TEXT SEGMENT |
27 Comments Add yours

  1. Juan says:

    Excellent article! It’s one of the best I’ve read about this subject. Congratulations. I do apply ports&adapters architecture in my projects too.

    1. Thank you Juan

  2. A very nice write up indeed, especially the division between API/Domain/SPI.

    But I wonder whether it’s ok to expose my domain objects – which should provide rich business functionality – in the interface that’s inside the API? This would mean that the controller could invoke those business methods directly on the Entities it sees, without going through the API at all.

    So, should the API really use the domain objects directly or should it provide some DTOs, which will be mapped to domain objects in the implementation of those API interfaces?

    1. Hi Peter, thank you for your comment.

      API and SPI are interfaces uses to enter or step outside a domain. So usually those interfaces only uses domain objects. DTOs are usually used to transfer data over the network and are most of the time POJOs. With the Hexagonal Architecture philosophy, people generally uses DDD where POJOs are not recommended inside the domain.

      One of the main reason of that is, every domain objects have to be valid when they enter the domain. In DDD – thourgh the object oriented paradigm – this is ensured by the constructors of your domain objects.

      Another way to answer to you, in HexArch, everything inside the Hexagon is a part of the domain (business) and not technical. If the API is using DTOs, it would mean those DTOs are part of your domain objects, which doesn’t really make sense to me since they are dedicated to technically represent a domain object.

      Hope I was enough clear 🙂

      1. Juan says:

        Hello J’aime, I had the same question than Peter.
        I use HexArch with DDD. The inner of the hexagon isn’t just the domain, but the application layer too. The application layer and the domain model would be both inside the hexagon. The API of the hexagon would be the application layer of DDD. So putting DTOs there it would be ok. The Domain model is inner. The application layer would map DTOs to/from rich domain objects. Well that’s my approach, but I think that it is correct, because domain objects shouldn’t been exposed to adapters (infraestructure). The point is that the inside of the hexagon is layered into application and domain (application surrounding domain). Also, mapping would be made on the right side (persistence port), for translating domain model and persistence model.
        Regards,
        Juan.

      2. Hi Juan,
        In fact from what I saw with applications implementing Hexagonal Architecture, we get rid off the application layer which becomes a bit redundant.
        The main purpose of exposing your domain objects to the infrastructure, is to ensure the inversion of control. The other reason, you ensure this way to fail fast. So when your adapter is attempting to create an incorrect domain object, it will fail in the infrastructure.

DATASET CONTENT |
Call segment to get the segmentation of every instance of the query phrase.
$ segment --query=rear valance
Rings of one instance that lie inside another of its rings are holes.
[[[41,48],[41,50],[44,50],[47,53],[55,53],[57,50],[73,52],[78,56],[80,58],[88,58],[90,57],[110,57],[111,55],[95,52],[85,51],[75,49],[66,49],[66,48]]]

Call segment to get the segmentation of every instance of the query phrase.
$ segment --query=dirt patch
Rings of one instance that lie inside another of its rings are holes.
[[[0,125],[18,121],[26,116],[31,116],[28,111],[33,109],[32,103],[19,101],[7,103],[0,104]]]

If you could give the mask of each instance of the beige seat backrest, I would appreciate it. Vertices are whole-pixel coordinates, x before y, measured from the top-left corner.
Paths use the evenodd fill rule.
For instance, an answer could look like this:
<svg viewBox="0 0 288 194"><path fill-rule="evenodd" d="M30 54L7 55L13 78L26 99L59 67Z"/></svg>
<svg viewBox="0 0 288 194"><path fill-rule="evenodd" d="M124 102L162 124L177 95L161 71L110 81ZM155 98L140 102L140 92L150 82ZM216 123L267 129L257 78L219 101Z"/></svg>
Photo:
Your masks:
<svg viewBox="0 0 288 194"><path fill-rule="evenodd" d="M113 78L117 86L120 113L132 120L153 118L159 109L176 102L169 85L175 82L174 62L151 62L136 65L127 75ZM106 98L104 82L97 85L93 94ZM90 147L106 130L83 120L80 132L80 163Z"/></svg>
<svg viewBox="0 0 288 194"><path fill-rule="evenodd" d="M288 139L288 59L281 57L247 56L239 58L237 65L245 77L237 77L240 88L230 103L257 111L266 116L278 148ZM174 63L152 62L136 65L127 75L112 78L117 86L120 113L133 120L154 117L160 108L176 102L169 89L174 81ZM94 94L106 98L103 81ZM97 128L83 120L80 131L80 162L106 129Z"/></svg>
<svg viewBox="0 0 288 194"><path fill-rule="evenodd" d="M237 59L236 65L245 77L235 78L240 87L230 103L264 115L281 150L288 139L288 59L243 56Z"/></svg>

PROBLEM 1 | Return the passage of the comment thread starting at "One of the main" and ending at "a domain object.", copied word for word.
PROBLEM 2 | In the comment thread, what ensures in DDD that domain objects are valid when they enter the domain?

FINAL RESULT 1 |
One of the main reason of that is, every domain objects have to be valid when they enter the domain. In DDD – thourgh the object oriented paradigm – this is ensured by the constructors of your domain objects.

      Another way to answer to you, in HexArch, everything inside the Hexagon is a part of the domain (business) and not technical. If the API is using DTOs, it would mean those DTOs are part of your domain objects, which doesn’t really make sense to me since they are dedicated to technically represent a domain object.

FINAL RESULT 2 | The constructors of the domain objects ensure it.